> _CONSEGNA_: Secondo il testo di riferimento, in quante piazze italiane si è svolta la manifestazione nazionale organizzata da Unanime?

“Io quando mi sposo?” scritto su un cuore rosso con attaccato un velo da sposa. Questa mattina il comparto wedding pugliese si è riunito sul lungomare, davanti alla sede della Regione, per avere riscontri seri. Fino ad ora l’intero comparto è stato ignorato, mentre altri settori abbiano avuto il via libera per ripartire. Il grido di disperazione arriva da tutti i professionisti che ruotano attorno all’organizzazione del matrimonio, fermi ormai dall’estate scorsa.

In totale sono 12 le piazze italiane in cui si è svolta la manifestazione nazionale organizzata da Unanime, in collaborazione con Federmep, Assoeventi e FEU, parallelamente una delegazione delle associazioni partecipa alla class action di Roma davanti a Montecitorio.

> _INSIEME DI DATI_:
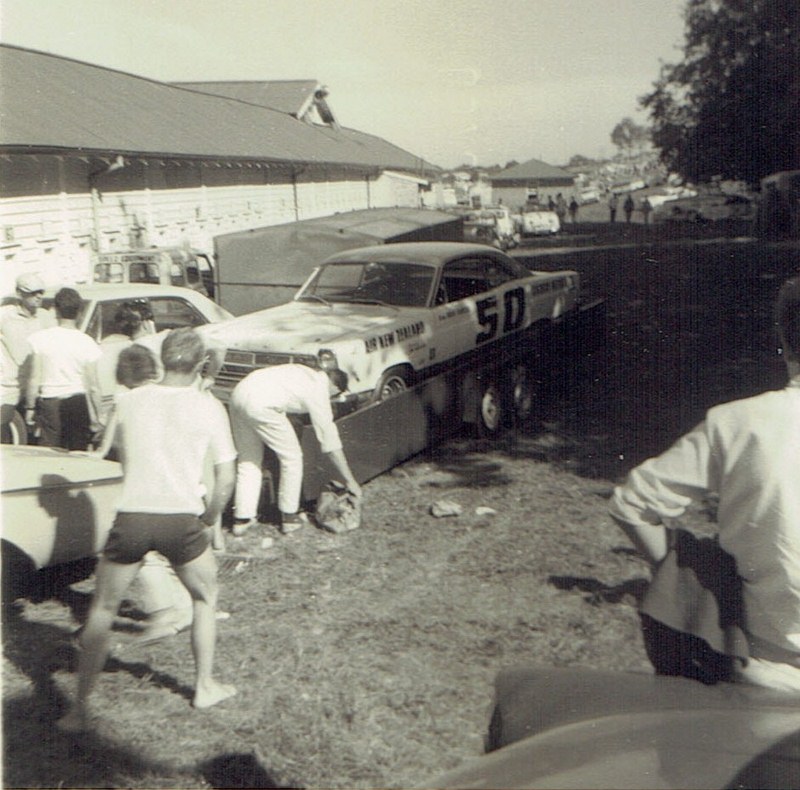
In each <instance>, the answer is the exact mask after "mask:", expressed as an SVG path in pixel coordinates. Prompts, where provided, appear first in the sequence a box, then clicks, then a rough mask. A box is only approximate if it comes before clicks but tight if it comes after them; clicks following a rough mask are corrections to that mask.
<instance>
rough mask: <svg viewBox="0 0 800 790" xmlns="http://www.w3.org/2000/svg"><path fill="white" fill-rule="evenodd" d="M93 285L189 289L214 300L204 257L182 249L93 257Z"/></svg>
mask: <svg viewBox="0 0 800 790" xmlns="http://www.w3.org/2000/svg"><path fill="white" fill-rule="evenodd" d="M92 279H93V280H94V282H96V283H115V284H116V283H151V284H154V285H176V286H179V287H182V288H191V289H192V290H193V291H199V292H200V293H202V294H203V295H204V296H208V297H209V298H211V299H213V298H214V269H213V266H212V264H211V260H210V259H209V257H208V256H207V255H204V254H203V253H201V252H198V251H196V250H190V249H186V248H183V247H153V248H150V249H142V250H127V251H122V252H101V253H99V254H98V255H97V257H96V259H95V262H94V267H93V273H92Z"/></svg>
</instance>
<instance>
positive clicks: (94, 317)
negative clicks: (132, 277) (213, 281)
mask: <svg viewBox="0 0 800 790" xmlns="http://www.w3.org/2000/svg"><path fill="white" fill-rule="evenodd" d="M73 287H74V288H75V290H76V291H77V292H78V293H79V294H80V295H81V299H82V300H83V307H82V308H81V313H80V316H79V318H78V329H80V330H81V331H82V332H86V334H88V335H91V336H92V337H93V338H94V339H95V340H97V341H98V342H100V341H101V340H102V339H103V338H104V337H105V336H106V335H108V334H111V333H112V332H113V331H114V316H115V314H116V312H117V310H118V309H119V307H120V305H122V304H124V303H125V302H146V303H147V305H148V306H149V308H150V312H152V314H153V321H154V323H155V328H156V331H157V332H160V331H161V330H163V329H176V328H177V327H181V326H202V325H203V324H208V323H213V322H215V321H225V320H227V319H228V318H231V317H232V315H231V313H229V312H228V311H227V310H225V308H223V307H220V306H219V305H218V304H216V302H212V301H211V300H210V299H209V298H208V297H206V296H203V295H202V294H201V293H199V292H198V291H193V290H191V289H190V288H181V287H178V286H174V285H150V284H146V283H142V284H140V285H139V284H136V285H135V284H133V283H124V284H120V285H111V284H107V285H106V284H101V283H93V284H91V285H75V286H73ZM56 290H57V289H48V290H47V291H45V295H44V300H43V302H42V304H43V306H44V307H45V308H48V309H49V308H51V307H52V304H53V297H54V296H55V293H56Z"/></svg>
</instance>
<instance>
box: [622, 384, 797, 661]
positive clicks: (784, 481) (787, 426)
mask: <svg viewBox="0 0 800 790" xmlns="http://www.w3.org/2000/svg"><path fill="white" fill-rule="evenodd" d="M709 491H710V492H715V493H717V494H718V495H719V508H718V511H717V519H718V523H719V543H720V546H721V547H722V548H723V549H724V550H725V551H726V552H728V554H730V555H731V556H733V557H734V559H735V560H736V567H737V571H738V573H739V575H740V576H741V577H742V579H743V581H744V602H745V619H746V623H745V625H746V629H747V632H748V635H749V636H750V637H751V638H752V643H751V645H750V650H751V655H752V656H753V657H755V658H765V659H769V660H776V661H784V662H787V663H792V664H794V665H796V666H798V667H800V376H798V377H795V378H794V379H792V381H791V382H790V384H789V386H788V387H787V388H786V389H783V390H779V391H774V392H766V393H764V394H762V395H758V396H756V397H754V398H746V399H744V400H739V401H733V402H732V403H726V404H723V405H721V406H716V407H715V408H713V409H711V410H710V411H709V412H708V414H707V415H706V419H705V421H704V422H703V423H701V424H700V425H699V426H698V427H697V428H695V429H694V430H693V431H691V432H690V433H688V434H687V435H686V436H684V437H683V438H681V439H679V440H678V441H677V442H676V443H675V444H674V445H673V446H672V447H671V448H670V449H669V450H667V451H666V452H665V453H664V454H663V455H660V456H659V457H658V458H651V459H650V460H648V461H645V462H644V463H643V464H642V465H641V466H639V467H637V468H636V469H634V470H633V471H632V472H631V473H630V475H629V477H628V480H627V482H626V483H625V485H624V486H618V487H617V488H616V489H615V490H614V496H613V499H612V503H611V513H612V515H614V516H615V517H617V518H619V519H621V520H622V521H625V522H627V523H629V524H633V525H641V524H660V523H662V522H663V521H664V520H665V519H670V518H677V517H679V516H680V515H681V514H682V513H683V512H684V511H685V510H686V508H687V507H688V505H689V504H690V502H691V501H692V500H700V499H701V498H702V497H703V496H704V495H705V494H706V493H707V492H709ZM775 647H777V648H778V650H777V651H776V650H773V648H775ZM783 651H787V653H784V652H783Z"/></svg>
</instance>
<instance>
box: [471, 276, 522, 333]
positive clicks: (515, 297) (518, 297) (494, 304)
mask: <svg viewBox="0 0 800 790" xmlns="http://www.w3.org/2000/svg"><path fill="white" fill-rule="evenodd" d="M476 306H477V308H478V323H479V324H480V325H481V326H482V327H483V332H479V333H478V334H477V335H476V336H475V343H476V344H477V345H480V344H481V343H485V342H486V341H487V340H491V339H492V338H493V337H494V336H495V335H496V334H497V328H498V325H499V317H498V315H497V297H496V296H487V297H486V299H479V300H478V301H477V302H476ZM503 313H504V316H505V317H504V320H503V332H504V333H505V332H511V331H513V330H514V329H519V327H520V326H521V325H522V322H523V321H524V320H525V290H524V289H523V288H512V289H511V290H509V291H506V292H505V293H504V294H503Z"/></svg>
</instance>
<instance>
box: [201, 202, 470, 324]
mask: <svg viewBox="0 0 800 790" xmlns="http://www.w3.org/2000/svg"><path fill="white" fill-rule="evenodd" d="M463 238H464V230H463V219H462V218H461V217H455V216H453V215H452V214H448V213H445V212H443V211H435V210H431V209H414V208H373V209H364V210H362V211H348V212H345V213H342V214H334V215H332V216H327V217H317V218H316V219H307V220H300V221H299V222H290V223H287V224H284V225H272V226H269V227H265V228H253V229H251V230H242V231H237V232H235V233H225V234H222V235H220V236H216V237H215V238H214V258H215V262H216V267H215V271H216V277H217V281H216V298H217V301H218V302H219V303H220V304H221V305H222V306H223V307H225V308H226V309H227V310H230V312H232V313H233V314H234V315H243V314H245V313H251V312H253V311H255V310H262V309H264V308H265V307H273V306H275V305H279V304H284V303H285V302H289V301H291V299H292V298H293V297H294V295H295V294H296V293H297V291H298V290H299V289H300V286H301V285H303V283H304V282H305V281H306V280H307V279H308V276H309V275H310V274H311V272H312V271H313V270H314V268H315V267H316V266H318V265H319V264H320V263H322V261H324V260H325V259H326V258H328V257H329V256H331V255H333V254H334V253H336V252H340V251H342V250H349V249H353V248H356V247H367V246H372V245H375V244H391V243H395V242H406V241H461V240H462V239H463Z"/></svg>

> _RISPOSTA_: In 12 piazze italiane.